Stated exercise A:
Set down the stretch of the freeze-dried liver thread below from "## FourIsCompany (Apr" through "but it's cheap!" word for word.

Selection:
####

# Is freeze dried liver worth the price?



## andreangil (Apr 4, 2009)

I found 14 oz of freeze dried liver for 20 dollars. That's pretty steep. People say their dogs love it though. 14 oz just doesn't seem like a lot. Are they like potato chips where 14 oz really is quite a bit of treats, or is it more like 14 oz of butter where its only a small jarful?


----------



## zxckelly (Apr 30, 2009)

I guess its up to you whether its worth the price or not, but I buy freeze dried beef liver, and sometimes freeze dried chicken for my puppy and he LOVES it. It's by far his favorite treat. The amount they give you isn't TONS but I just give him one morsel as a treat, so a package lasts about a month if I give him one piece a day. It is more expensive than most other treats though.


----------



## Curbside Prophet (Apr 28, 2006)

Elsa says yes, but she has a different concept on price.


----------



## FourIsCompany (Apr 18, 2009)

I can't say if it's worth the price, but my dogs LOVE it! Thing is, I can buy chicken livers and cook it and they adore that, too. It's more stinky, but it's cheap!

####

Data excerpts:
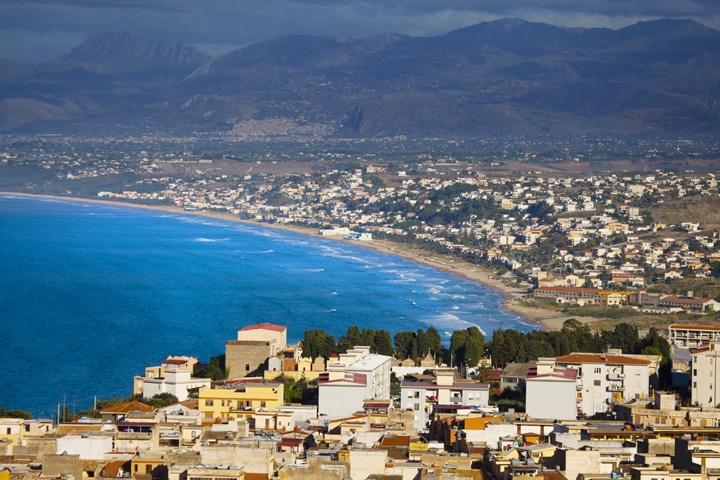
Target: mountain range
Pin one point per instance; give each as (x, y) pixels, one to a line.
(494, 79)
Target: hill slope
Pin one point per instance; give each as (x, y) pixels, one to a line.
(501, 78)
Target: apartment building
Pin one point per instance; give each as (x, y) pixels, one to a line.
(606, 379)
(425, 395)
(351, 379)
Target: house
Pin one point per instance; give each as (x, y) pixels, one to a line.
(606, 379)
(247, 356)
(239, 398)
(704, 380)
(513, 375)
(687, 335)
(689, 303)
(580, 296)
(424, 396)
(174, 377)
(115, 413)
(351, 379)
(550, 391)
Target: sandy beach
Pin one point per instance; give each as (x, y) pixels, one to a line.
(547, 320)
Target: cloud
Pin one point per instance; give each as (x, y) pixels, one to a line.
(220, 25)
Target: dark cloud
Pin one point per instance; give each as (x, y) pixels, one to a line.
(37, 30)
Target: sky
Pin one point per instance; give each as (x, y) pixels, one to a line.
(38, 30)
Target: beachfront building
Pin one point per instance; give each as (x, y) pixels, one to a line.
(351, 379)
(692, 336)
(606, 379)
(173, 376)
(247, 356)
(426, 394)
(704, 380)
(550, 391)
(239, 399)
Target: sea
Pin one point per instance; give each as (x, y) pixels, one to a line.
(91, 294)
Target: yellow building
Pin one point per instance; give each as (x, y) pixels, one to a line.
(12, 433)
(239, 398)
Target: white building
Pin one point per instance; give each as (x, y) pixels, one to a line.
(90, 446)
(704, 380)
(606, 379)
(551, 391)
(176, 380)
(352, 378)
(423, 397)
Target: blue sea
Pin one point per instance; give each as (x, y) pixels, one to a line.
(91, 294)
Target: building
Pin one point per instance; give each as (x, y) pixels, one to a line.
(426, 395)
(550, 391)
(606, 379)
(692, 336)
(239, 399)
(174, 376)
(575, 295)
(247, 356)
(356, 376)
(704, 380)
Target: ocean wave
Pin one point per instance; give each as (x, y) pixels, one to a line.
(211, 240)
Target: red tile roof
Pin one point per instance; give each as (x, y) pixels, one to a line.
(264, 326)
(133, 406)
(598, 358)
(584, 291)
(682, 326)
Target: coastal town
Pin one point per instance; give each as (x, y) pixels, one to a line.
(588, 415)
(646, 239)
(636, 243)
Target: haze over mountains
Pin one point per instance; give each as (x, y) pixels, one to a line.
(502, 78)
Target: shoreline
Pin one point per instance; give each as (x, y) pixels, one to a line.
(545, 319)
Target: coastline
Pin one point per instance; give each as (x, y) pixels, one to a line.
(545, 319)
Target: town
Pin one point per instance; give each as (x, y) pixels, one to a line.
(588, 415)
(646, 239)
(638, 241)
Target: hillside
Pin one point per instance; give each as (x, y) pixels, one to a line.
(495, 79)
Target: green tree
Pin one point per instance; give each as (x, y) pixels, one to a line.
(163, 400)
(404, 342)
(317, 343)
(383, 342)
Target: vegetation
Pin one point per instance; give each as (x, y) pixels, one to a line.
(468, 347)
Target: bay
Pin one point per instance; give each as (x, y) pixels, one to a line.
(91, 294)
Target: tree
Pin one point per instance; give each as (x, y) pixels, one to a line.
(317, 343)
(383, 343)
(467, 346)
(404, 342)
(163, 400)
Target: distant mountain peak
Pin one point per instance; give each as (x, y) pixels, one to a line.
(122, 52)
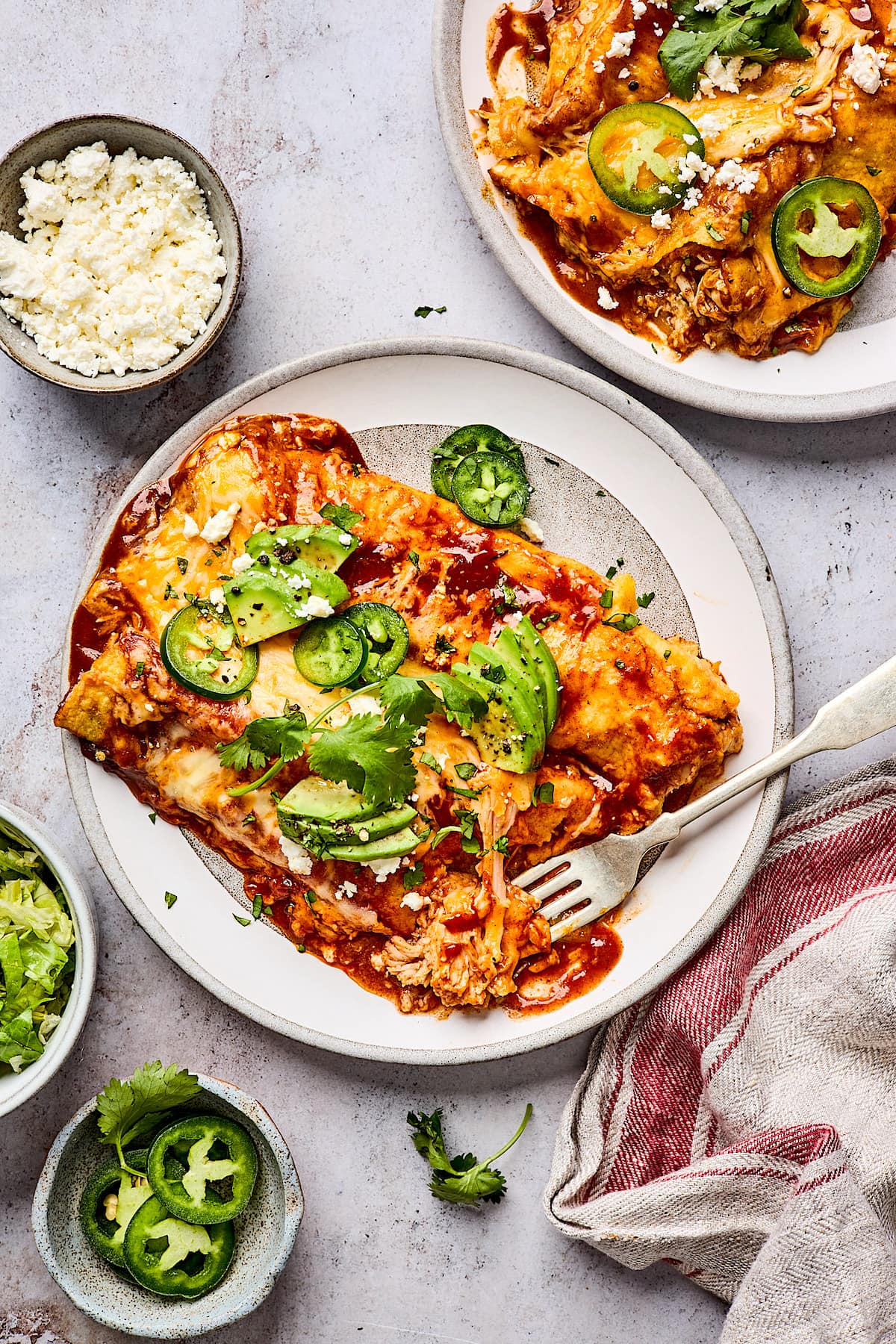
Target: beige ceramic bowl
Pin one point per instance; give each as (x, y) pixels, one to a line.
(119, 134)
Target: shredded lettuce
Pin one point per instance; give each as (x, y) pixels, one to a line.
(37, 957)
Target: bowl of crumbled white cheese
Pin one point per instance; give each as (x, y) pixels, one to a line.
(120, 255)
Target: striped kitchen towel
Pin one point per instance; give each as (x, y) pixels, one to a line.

####

Stated exercise B:
Rewrite the stretch of the records above from the line that contains "Target: vegetation" through the end of the records, changing "lettuce" to "cabbage" and keeping everything else the same. Give only that stretch, and leave the pictures out.

Problem solution A:
## FourIsCompany (Apr 18, 2009)

I can't say if it's worth the price, but my dogs LOVE it! Thing is, I can buy chicken livers and cook it and they adore that, too. It's more stinky, but it's cheap!

Problem solution B:
Target: vegetation
Pin one point per instance; give each as (x, y) pixels, one to a line.
(468, 347)
Target: bay
Pin one point per instance; give each as (x, y) pixels, one to a line.
(91, 294)
Target: tree
Pin one point per instance; give each as (x, y) pixels, one to a line.
(317, 343)
(383, 343)
(467, 346)
(404, 342)
(163, 400)
Target: distant mountain peak
Pin one point per instance; give each as (x, y) pixels, one to a line.
(122, 52)
Target: beige ceramic bowl
Pin one point per instance; give each as (x, y) pixels, one to a line.
(119, 134)
Target: shredded cabbage
Pin one point per instance; give each as (x, y) pixels, one to a line.
(37, 957)
Target: bowl of crumbled white cheese
Pin one point per instance; give each as (x, y) pixels, one to a line.
(120, 255)
Target: striped kitchen towel
Pin one point per instance; give each as (x, y) pixels, one to a line.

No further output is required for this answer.